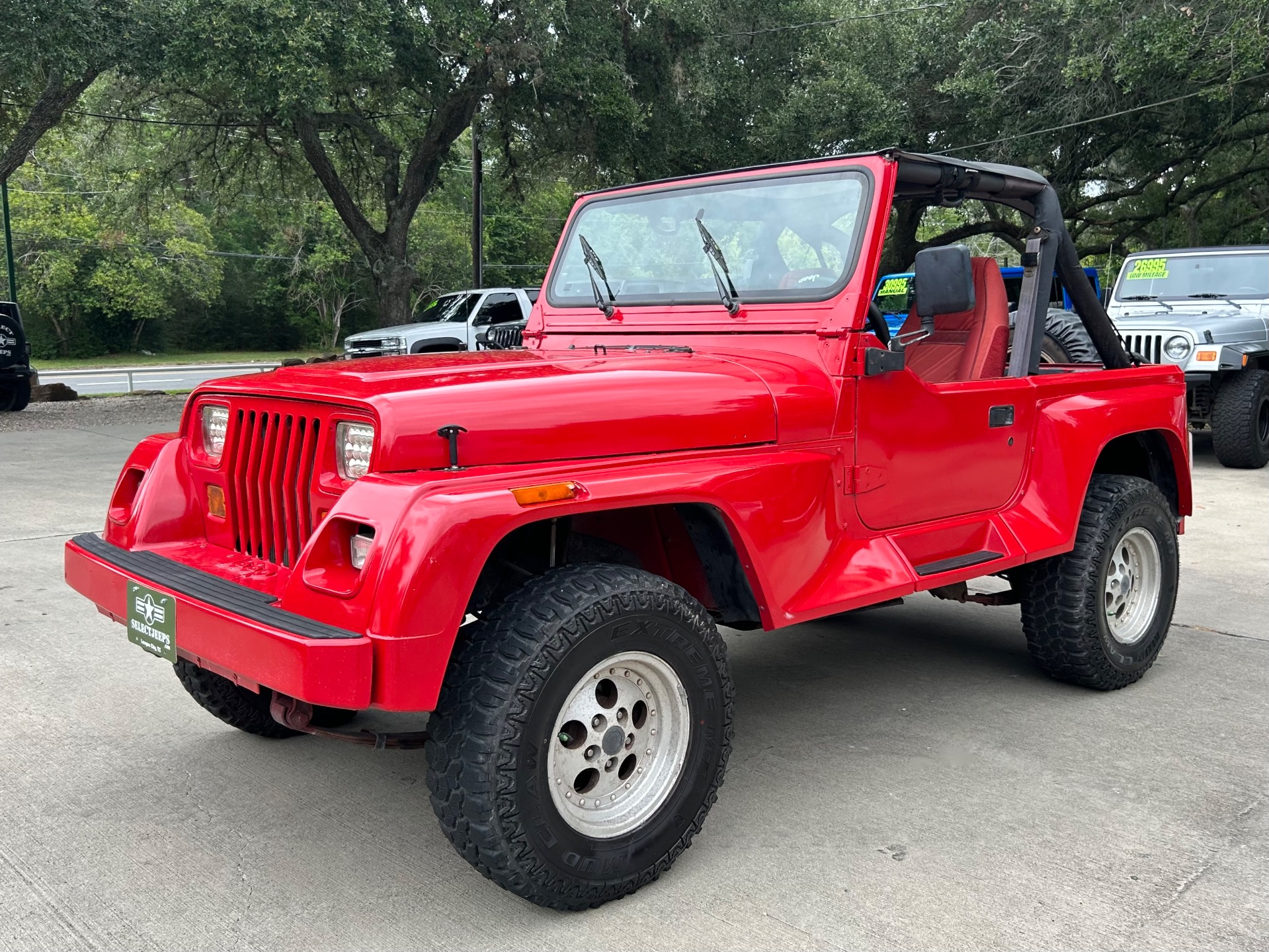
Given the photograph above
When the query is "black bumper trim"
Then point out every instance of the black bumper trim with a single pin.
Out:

======

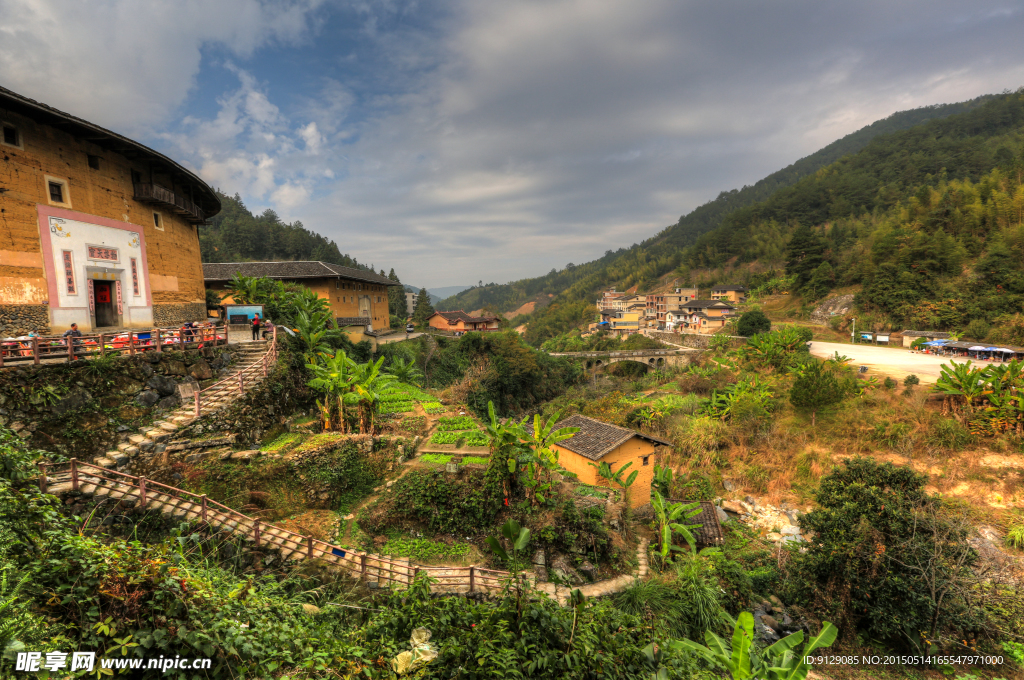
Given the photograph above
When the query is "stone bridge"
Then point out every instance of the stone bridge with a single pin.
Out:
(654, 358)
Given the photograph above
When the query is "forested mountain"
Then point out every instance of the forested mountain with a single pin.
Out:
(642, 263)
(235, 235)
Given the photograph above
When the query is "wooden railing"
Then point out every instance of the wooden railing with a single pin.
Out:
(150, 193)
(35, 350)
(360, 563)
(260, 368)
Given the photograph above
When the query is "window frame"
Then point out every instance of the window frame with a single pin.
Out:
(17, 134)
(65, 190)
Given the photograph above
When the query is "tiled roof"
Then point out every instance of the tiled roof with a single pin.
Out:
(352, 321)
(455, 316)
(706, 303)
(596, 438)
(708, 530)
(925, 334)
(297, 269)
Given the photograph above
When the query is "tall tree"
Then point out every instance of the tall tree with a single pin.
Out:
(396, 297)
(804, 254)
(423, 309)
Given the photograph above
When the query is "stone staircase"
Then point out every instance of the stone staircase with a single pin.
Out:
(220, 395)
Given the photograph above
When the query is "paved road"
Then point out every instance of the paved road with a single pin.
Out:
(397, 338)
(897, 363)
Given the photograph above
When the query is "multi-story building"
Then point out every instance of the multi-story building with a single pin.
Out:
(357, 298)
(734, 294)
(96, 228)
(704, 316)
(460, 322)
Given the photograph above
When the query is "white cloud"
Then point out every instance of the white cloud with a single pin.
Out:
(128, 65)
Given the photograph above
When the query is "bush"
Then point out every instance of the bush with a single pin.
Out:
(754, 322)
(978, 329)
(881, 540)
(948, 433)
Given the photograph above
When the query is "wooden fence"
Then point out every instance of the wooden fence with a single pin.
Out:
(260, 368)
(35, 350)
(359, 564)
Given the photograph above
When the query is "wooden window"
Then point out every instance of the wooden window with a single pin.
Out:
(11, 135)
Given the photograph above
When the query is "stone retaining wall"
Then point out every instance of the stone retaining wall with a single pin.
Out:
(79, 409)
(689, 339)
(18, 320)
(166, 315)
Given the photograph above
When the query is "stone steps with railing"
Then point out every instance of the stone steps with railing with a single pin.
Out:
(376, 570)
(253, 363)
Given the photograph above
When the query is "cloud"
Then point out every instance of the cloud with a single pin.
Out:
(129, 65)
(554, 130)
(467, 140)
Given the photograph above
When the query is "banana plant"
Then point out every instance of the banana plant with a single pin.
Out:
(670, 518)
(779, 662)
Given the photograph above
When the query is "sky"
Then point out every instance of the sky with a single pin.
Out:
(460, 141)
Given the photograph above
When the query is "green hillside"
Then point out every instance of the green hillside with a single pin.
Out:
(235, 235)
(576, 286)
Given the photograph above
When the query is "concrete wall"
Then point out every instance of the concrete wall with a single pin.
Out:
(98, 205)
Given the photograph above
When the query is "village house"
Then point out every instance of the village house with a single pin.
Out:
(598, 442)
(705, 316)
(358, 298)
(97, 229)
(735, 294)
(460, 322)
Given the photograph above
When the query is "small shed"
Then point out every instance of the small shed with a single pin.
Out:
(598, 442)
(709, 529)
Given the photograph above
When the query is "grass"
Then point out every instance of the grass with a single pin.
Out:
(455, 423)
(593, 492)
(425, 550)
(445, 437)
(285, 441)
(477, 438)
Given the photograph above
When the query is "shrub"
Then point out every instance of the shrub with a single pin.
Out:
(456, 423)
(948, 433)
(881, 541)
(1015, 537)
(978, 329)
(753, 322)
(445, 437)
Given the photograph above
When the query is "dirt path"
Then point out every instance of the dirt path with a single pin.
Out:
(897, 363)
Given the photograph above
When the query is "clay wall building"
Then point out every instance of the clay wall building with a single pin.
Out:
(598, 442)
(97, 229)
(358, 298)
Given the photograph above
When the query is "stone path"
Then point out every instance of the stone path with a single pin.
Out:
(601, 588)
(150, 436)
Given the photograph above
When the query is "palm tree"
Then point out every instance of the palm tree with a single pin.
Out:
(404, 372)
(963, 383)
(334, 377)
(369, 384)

======

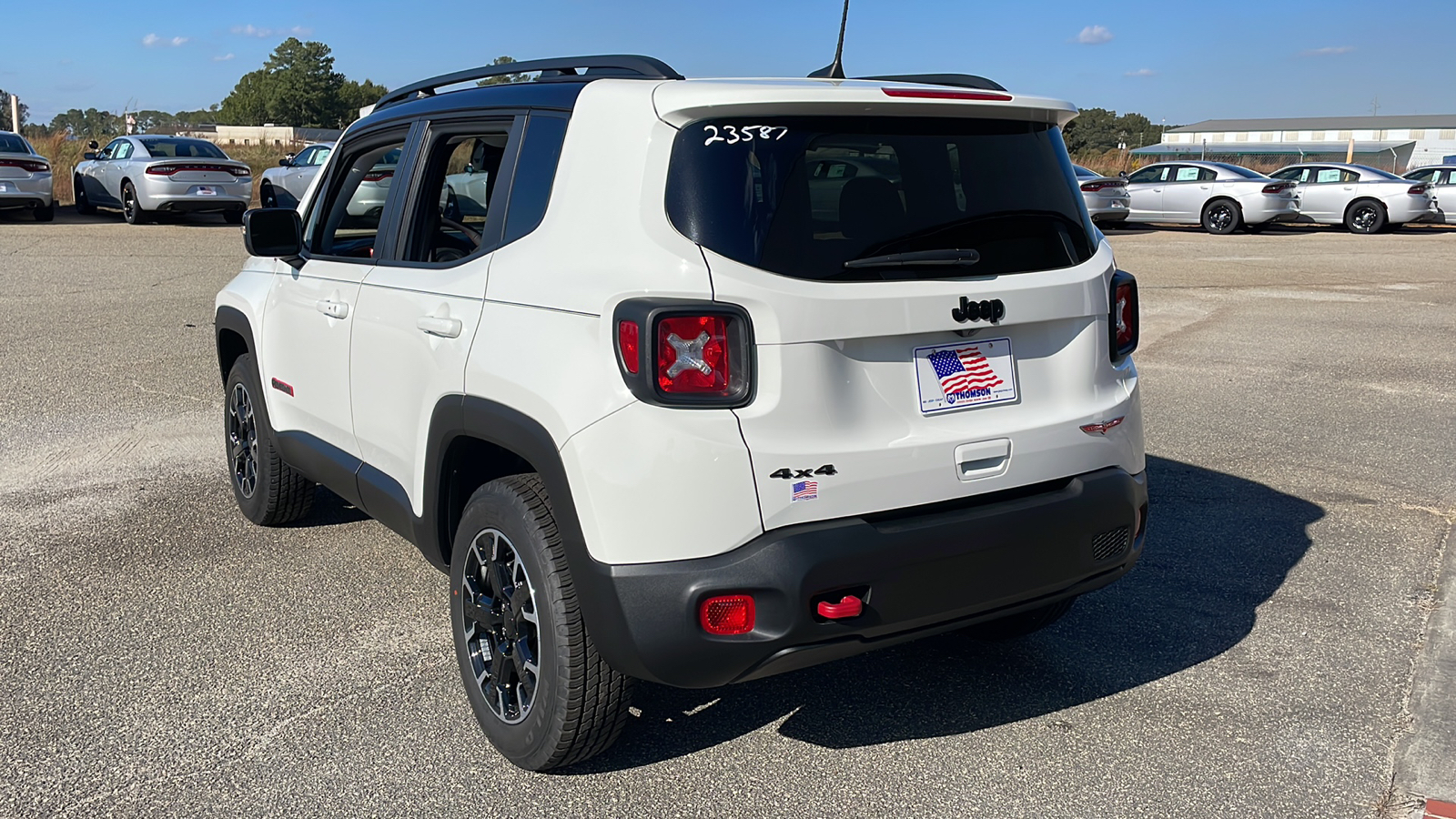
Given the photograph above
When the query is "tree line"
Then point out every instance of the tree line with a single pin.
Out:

======

Whenever the string "grass" shows up on a line of the listing, copy that line.

▶ **Answer to the exercise**
When the query is "grass"
Then point out every instance of the grass with a single pin.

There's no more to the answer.